BRANO DI RIFERIMENTO =>

┄┄┄┄┄┄┄┄┄┄┄┄┄┄┄┄┄┄┄┄

Zi’ Gaetano ha fatto il calzolaio, suonava la fisarmonica, andava in moto, guidava la macchina, animava le feste di piazza, aveva un sacco di amici ed era molto amato. Quella che a raccontarla sembra una esistenza come tante altre, nella Macchia di 70 anni fa, così non è stato, perché Zi’ Gaetano, al secolo Gaetano Pirolli, non era autosufficiente a causa della poliomelite che lo aveva colpito a 5 anni. Non aveva l’uso delle gambe, ma questo non lo ha mai fermato e ha fatto di lui un modello per ricalibrare i parametri della “normalità” della società in cui viveva e anche i nostri, che oggi lo ricordiamo con affetto.

 

Nato il primo agosto del 1935, figlio di Vincenzo e Angela, Gaetano – come tanti altri bambini della sua generazione – viene colpito dalla poliomelite. Nonostante le cure, tentate anche fuori dal Molise, la malattia lascia i segni soprattutto sulle sue gambe, rendendogli impossibile camminare. Ma Gaetano non si arrende, si fa forza, impara il mestiere del calzolaio, lavora, aiuta la famiglia e la sostiene. La sua “Pteca d ru scarpare”, in Via del Sannio, diventa un punto di riferimento dell’intera comunità di Macchia, ma anche del territorio. Crescendo, da ragazzo autodidatta e senza conoscere la musica, impara a suonare la fisarmonica che orgogliosamente sostiene di aver acquistato a Castelfidardo. Con quello strumento allieta tantissime serate ai giovani del paese, permettendo loro di cantare e ballare in piazza, come era consuetudine all’epoca.

┄┄┄┄┄┄┄┄┄┄┄┄┄┄┄┄┄┄┄┄

COMPITO OPERATIVO A => Secondo il brano su Zi' Gaetano, in quale data è nato Gaetano Pirolli?
COMPITO OPERATIVO B => Riscriva sotto forma di elenco puntato il paragrafo del brano su Zi' Gaetano che inizia con «Nato il primo agosto del 1935», mantenendone i fatti principali.
COMPITO OPERATIVO C => Riprenda il brano su Zi' Gaetano dal punto in cui si interrompe e ne prosegua il racconto.

ESTRATTI DEI RECORD =>
┄┄┄┄┄┄┄┄┄┄┄┄┄┄┄┄┄┄┄┄

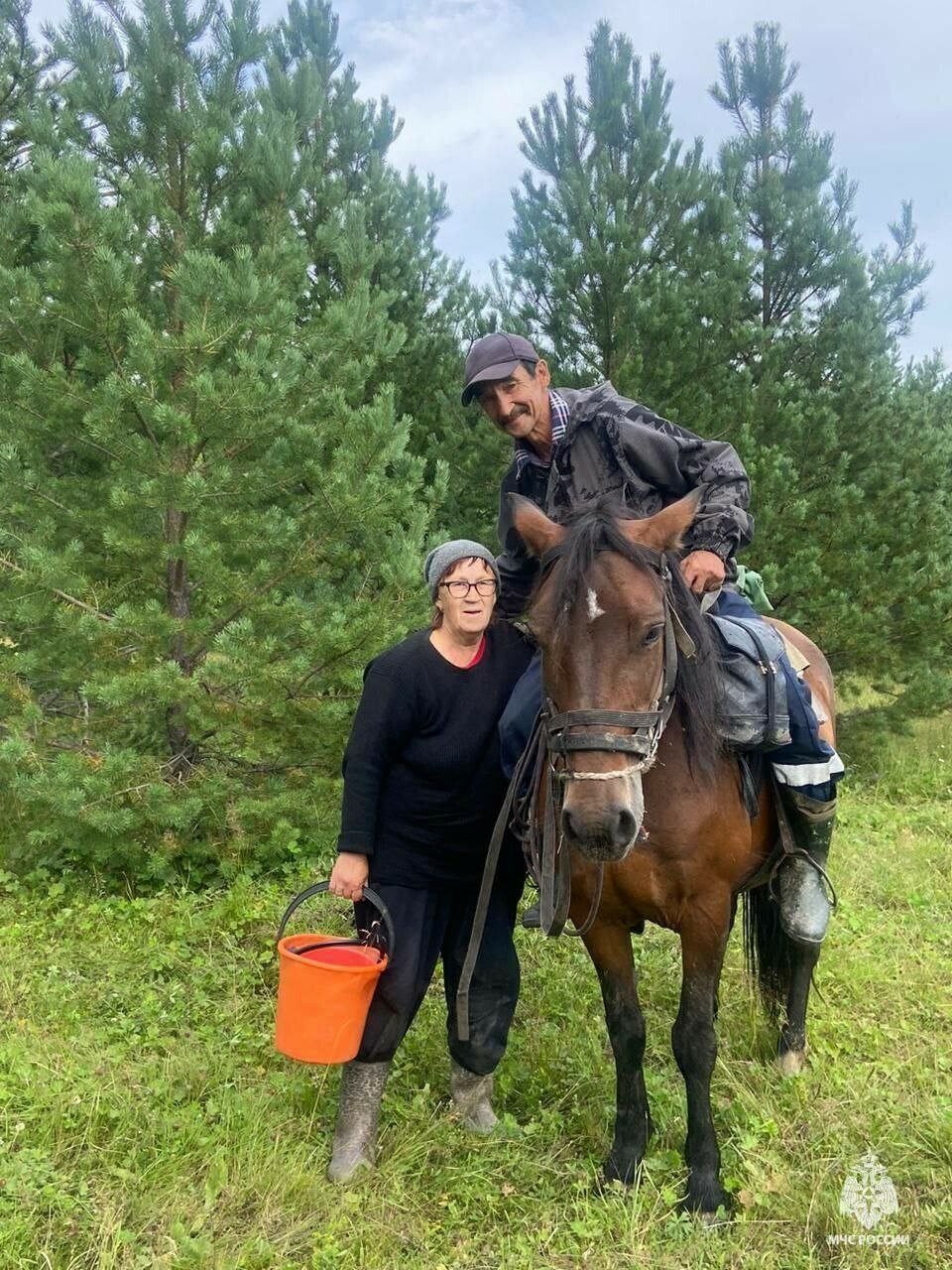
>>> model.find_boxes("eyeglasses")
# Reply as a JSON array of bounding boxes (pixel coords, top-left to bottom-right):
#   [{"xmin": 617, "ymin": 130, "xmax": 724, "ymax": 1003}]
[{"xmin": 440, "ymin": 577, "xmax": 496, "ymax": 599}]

┄┄┄┄┄┄┄┄┄┄┄┄┄┄┄┄┄┄┄┄

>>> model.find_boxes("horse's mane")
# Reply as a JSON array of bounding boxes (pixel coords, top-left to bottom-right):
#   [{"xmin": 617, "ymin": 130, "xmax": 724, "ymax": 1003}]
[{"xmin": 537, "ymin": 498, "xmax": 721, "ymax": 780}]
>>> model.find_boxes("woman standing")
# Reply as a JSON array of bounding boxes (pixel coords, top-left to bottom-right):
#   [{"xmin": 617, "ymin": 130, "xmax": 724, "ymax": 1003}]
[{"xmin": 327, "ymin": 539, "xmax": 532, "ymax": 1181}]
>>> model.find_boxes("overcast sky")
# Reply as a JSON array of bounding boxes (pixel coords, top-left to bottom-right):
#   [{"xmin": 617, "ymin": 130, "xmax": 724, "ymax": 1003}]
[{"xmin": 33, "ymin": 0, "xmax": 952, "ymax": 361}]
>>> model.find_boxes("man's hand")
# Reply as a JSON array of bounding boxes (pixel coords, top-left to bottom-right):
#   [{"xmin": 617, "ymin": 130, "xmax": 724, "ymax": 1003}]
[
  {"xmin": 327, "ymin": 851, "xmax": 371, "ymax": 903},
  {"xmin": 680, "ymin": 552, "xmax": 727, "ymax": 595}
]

┄┄┄┄┄┄┄┄┄┄┄┄┄┄┄┄┄┄┄┄

RISPOSTA A => Il primo agosto del 1935.

RISPOSTA B =>
- Gaetano nasce il primo agosto 1935, figlio di Vincenzo e Angela.
- Da bambino, come tanti della sua generazione, viene colpito dalla poliomielite.
- Nonostante le cure, tentate anche fuori dal Molise, la malattia gli rende impossibile camminare.
- Non si arrende: impara il mestiere del calzolaio, lavora e sostiene la famiglia.
- La sua bottega in Via del Sannio diventa un punto di riferimento per Macchia e per il territorio.
- Da autodidatta, senza conoscere la musica, impara a suonare la fisarmonica, che dice di aver acquistato a Castelfidardo.
- Con la fisarmonica allieta molte serate, permettendo ai giovani del paese di cantare e ballare in piazza.

RISPOSTA C =>
 

Gaetano è fondamentale per la comunità, al punto che a volte, non essendoci mezzi di trasporto, viene portato a spalla dai suoi amici (lui e la sua fisarmonica) per rallegrare le serate o per serenate anche fuori dal paese, nei dintorni. Personaggio molto orgogloso, dimostra un carattere molto forte e cerca di manifestare e difendere le sue idee senza nessun timore, con chiunque e dovunque. Da giovane compra la sua prima motocicletta a tre ruote con cui riesce a spostarsi liberamente. Ne acquista anche una seconda, ancora oggi nella disponibilità della sua famiglia, e nonostante, non avesse l’uso delle gambe, all’età di cinquant’anni prende la patente e compra una macchina con comandi manuali, con cui amplia le sue escursioni, rendendosi maggiormente libero.

Per quasi tutta la sua vita si lega all’UNITALSI all’interno della quale condivide bellissimi rapporti di amicizia con tutti i suoi associati e compie, ogni anno, viaggi a Lourdes, Fatima, nella Terra Santa e in tanti altri luoghi. Con i suoi risparmi acquista una casetta nel centro storico di Macchia perché, nonostante fosse amato dai suoi familiari, si è sempre voluto rendere indipendente.

Oltre che i familiari, anche Giuseppe e Rosa di “Er Più”, con le figlie, lo considerano uno di famiglia. Solo negli ultimi mesi, quando la malattia aggredisce, accetta di essere aiutato.

 

Gaetano va via il 1 giugno del 2016, lasciando a tutti un esempio di gioia, coraggio e dignità.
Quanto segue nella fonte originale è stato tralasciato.